Secondo il brano sul Turkestan, quale termine il ministero dell'istruzione di Ankara ha disposto che si adoperi nei programmi scolastici al posto di "Asia centrale"?

_Sezione del testo_
┄┄┄┄┄┄┄┄┄┄

Istanbul preme per il rafforzamento del "mondo turanico", rigettando le descrizioni "eurocentriche" della regione. Ma lo storico tagiko Kamoluddin Abdulloev obietta: "L'Iran avrebbe altrettanti argomenti per affermare la sua influenza storica". In una terra dove le fasi della dominazione mongola e della diffusione dell’islam hanno portato a divisioni e ricomposizioni tra sciiti e sunniti. 

Dushanbe ( AsiaNews) - Il canale televisivo turco Trt Haber ha reso noto che il ministero dell’istruzione nazionale di Ankara ha disposto che nei programmi scolastici si adoperi il termine “Turkestan” al posto di “Asia centrale”. Quest’ultima viene descritta come una definizione “eurocentrica”, che non riflette le specificità storiche e culturali della regione, e si sottolinea la necessità di restaurare la verità storica sostenendo il rafforzamento del “mondo turanico”.

Si ricorda una frase del presidente Recep Tayyip Erdogan, secondo cui “noi lavoreremo spalla a spalla per fare del periodo che ci aspetta un’epoca turanica, diffondendo la nostra visione del ‘Secolo della Turchia’ attraverso l’Organizzazione degli Stati turanici (Otg)”. Spesso viene citata anche un’espressione di Enver Pasha, il comandante ottomano a capo della rivoluzione dei Giovani Turchi di un secolo fa: “Il migliore dei non-turchi vale molto meno del più giovane e inesperto dei turchi”.

Questa insistenza sulla “turchizzazione” di tutta l’Asia centrale provoca discussioni e perplessità in tutti gli Stati coinvolti, ma soprattutto in Tagikistan, il Paese in cui l’influsso turanico si scontra con la dipendenza ancora più significativa dalle radici persiane, dove molti denunciano il “panturchismo” come una nuova forma di colonizzazione. Nel primo ventennio post-sovietico, tra il 1992 e il 2010, le posizioni espansionistiche della Turchia venivano contrastate anche dall’allora presidente dell’Uzbekistan, Islam Karimov, oltre che dal desiderio del Turkmenistan di conservare gelosamente la propria neutralità, tanto che fino ad oggi Ašgabat rimane soltanto un osservatore all’interno dell’Otg.

Lo storico tagico Kamoluddin Abdulloev commenta su Radio Ozodi che “se i turchi vogliono chiamarci Turkestan, allora l’Iran ci potrebbe associare all’Afghanistan, e chiamarci Iranzamin, avendo altrettanti argomenti per affermare la sua influenza storica sulla regione”, ricordando le epoche del Khorasan, del “Grande Iran” o Iranshahrom. Del resto l’Iran ha un confine in comune con questi Paesi (Turkmenistan e Afghanistan), a differenza della Turchia. Fino al XVIII secolo il Khorasan e il Maverannakhr (la Transoxiana, la zona centro-asiatica a nord del fiume Oxus) erano considerate un’unica regione, distinguendo l’Iran occidentale da quello orientale, con una storia comune e centri culturali come Isfahan, Herat, Samarcanda, Bukhara e Delhi, fino alla Cina. Nell’Iranzamin o Grande Iran rientravano anche alcune parti del Caucaso, e i cinesi consideravano l’Iran come “l’Occidente” fino all’Europa.

┄┄┄┄┄┄┄┄┄┄

_Voci_

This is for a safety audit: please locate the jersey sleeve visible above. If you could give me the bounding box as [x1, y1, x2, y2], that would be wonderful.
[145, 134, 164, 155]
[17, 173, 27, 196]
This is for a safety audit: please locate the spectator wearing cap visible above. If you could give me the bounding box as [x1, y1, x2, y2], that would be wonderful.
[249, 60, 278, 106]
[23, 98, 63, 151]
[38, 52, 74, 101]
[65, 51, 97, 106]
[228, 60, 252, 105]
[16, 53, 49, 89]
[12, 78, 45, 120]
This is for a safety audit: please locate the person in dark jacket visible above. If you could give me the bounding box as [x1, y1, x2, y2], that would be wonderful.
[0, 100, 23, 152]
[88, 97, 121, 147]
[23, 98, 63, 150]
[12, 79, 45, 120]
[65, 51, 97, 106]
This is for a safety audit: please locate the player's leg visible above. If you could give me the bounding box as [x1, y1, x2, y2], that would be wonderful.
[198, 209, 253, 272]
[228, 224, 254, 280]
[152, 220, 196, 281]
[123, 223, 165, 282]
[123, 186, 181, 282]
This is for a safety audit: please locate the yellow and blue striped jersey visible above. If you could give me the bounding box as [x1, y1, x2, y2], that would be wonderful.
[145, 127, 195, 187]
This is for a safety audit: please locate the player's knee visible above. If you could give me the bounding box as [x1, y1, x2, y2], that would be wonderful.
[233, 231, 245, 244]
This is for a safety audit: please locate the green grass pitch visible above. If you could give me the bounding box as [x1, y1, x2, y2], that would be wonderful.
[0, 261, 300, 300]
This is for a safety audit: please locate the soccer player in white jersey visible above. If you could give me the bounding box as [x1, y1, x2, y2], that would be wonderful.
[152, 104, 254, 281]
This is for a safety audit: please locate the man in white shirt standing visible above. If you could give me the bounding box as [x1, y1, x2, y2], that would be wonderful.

┄┄┄┄┄┄┄┄┄┄

_Soluzione_
Il termine "Turkestan".